### What is needed
Copy out the lines below verbatim, from the line containing "Zoom in on white ceramic" through the line containing "[[39, 212, 125, 271], [753, 159, 781, 204]]", both included, and nothing else.

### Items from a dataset
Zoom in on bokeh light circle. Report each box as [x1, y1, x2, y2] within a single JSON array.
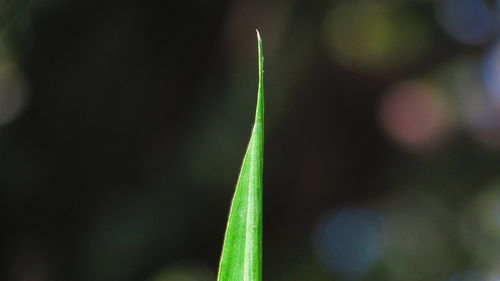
[[436, 0, 495, 45], [315, 208, 385, 279], [378, 81, 451, 149]]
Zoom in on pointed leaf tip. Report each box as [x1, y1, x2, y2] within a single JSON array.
[[217, 30, 264, 281]]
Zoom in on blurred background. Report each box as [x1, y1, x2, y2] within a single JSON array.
[[0, 0, 500, 281]]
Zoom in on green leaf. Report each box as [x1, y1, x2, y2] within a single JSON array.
[[217, 31, 264, 281]]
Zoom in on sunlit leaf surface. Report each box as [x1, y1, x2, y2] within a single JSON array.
[[218, 31, 264, 281]]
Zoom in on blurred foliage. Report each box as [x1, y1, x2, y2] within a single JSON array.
[[0, 0, 500, 281]]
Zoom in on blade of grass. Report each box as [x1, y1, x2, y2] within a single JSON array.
[[217, 31, 264, 281]]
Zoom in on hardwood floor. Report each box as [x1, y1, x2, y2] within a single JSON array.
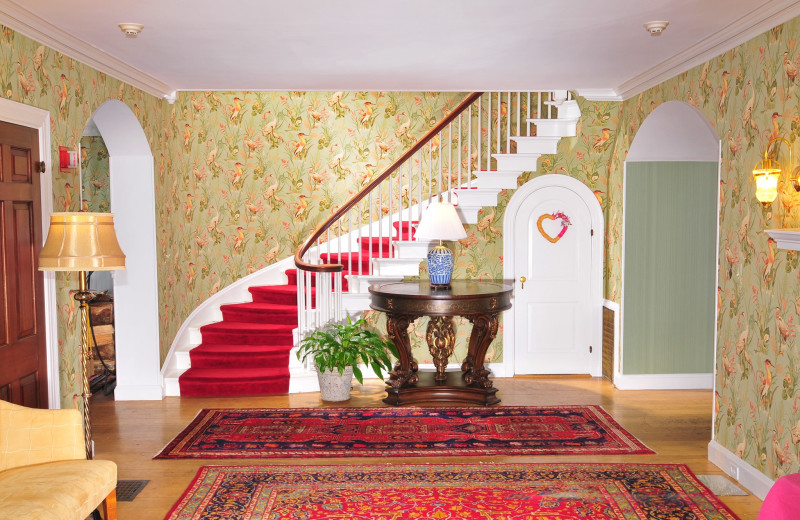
[[92, 376, 761, 520]]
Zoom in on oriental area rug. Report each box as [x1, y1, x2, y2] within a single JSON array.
[[155, 406, 653, 459], [167, 464, 737, 520]]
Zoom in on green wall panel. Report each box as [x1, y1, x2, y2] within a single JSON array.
[[622, 162, 718, 374]]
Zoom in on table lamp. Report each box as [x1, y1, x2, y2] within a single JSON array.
[[39, 212, 125, 459], [414, 201, 467, 289]]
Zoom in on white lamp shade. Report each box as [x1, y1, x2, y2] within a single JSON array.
[[414, 201, 467, 240]]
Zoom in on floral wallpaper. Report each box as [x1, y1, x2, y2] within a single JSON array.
[[157, 92, 619, 363], [609, 23, 800, 478], [0, 26, 168, 407], [81, 136, 111, 213], [0, 8, 800, 486], [156, 92, 464, 359]]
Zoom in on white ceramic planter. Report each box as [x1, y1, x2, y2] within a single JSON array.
[[317, 367, 353, 401]]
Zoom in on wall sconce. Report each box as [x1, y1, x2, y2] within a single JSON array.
[[753, 137, 800, 205]]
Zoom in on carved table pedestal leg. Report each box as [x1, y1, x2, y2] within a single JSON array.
[[425, 316, 456, 381]]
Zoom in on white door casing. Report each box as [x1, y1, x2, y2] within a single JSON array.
[[503, 174, 604, 376]]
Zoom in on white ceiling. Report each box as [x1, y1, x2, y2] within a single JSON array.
[[0, 0, 800, 99]]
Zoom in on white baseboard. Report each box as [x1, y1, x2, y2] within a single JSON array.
[[114, 384, 164, 401], [614, 374, 714, 390], [708, 441, 774, 500]]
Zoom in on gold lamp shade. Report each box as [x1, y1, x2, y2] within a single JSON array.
[[39, 212, 125, 271], [753, 159, 781, 204]]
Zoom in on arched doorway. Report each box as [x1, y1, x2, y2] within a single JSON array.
[[503, 174, 604, 376], [614, 101, 720, 389], [92, 100, 163, 401]]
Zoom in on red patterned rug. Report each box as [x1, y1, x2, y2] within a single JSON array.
[[155, 406, 653, 459], [167, 464, 737, 520]]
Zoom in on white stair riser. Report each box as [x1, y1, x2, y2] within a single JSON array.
[[511, 135, 561, 155], [475, 171, 522, 190], [342, 293, 370, 315], [528, 118, 578, 137], [164, 377, 181, 397], [189, 330, 203, 346], [456, 206, 481, 224], [175, 350, 192, 370], [394, 240, 431, 261], [347, 272, 406, 293], [373, 258, 420, 276], [492, 153, 540, 172]]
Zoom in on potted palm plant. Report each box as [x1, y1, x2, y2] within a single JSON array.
[[297, 316, 399, 401]]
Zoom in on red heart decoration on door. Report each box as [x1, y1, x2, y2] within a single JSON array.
[[536, 213, 568, 244]]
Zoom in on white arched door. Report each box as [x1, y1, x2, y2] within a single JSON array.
[[504, 175, 603, 375]]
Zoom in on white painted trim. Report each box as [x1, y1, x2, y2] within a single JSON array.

### Response to the exercise
Zoom in on white ceramic planter. Report each box as [x1, y1, x2, y2] within a single JSON array.
[[317, 367, 353, 401]]
Zoom in on wall sconce. Report each box as [x1, y1, x2, y2] within a single JSON array.
[[753, 137, 800, 205]]
Zoom in on carved table pedestal leg. Report each box as [x1, y1, x2, y2] within a single JSON array.
[[425, 316, 456, 381]]
Zoom in on white door casing. Report each box as [x1, y1, x2, y2] within a single JSON array.
[[503, 174, 604, 376]]
Zoom in on white ceiling. Report each box as [x1, y1, x2, y2] within a single JSON array.
[[0, 0, 800, 99]]
Zoom in on white baseboard. Report each box as [x1, y1, x2, y2] within a single JSON array.
[[114, 384, 164, 401], [614, 374, 714, 390], [708, 441, 774, 500]]
Zoom in on gold lamp shade. Report each box as [x1, y1, x2, y2] within a single JSON array.
[[39, 212, 125, 271], [753, 159, 781, 204]]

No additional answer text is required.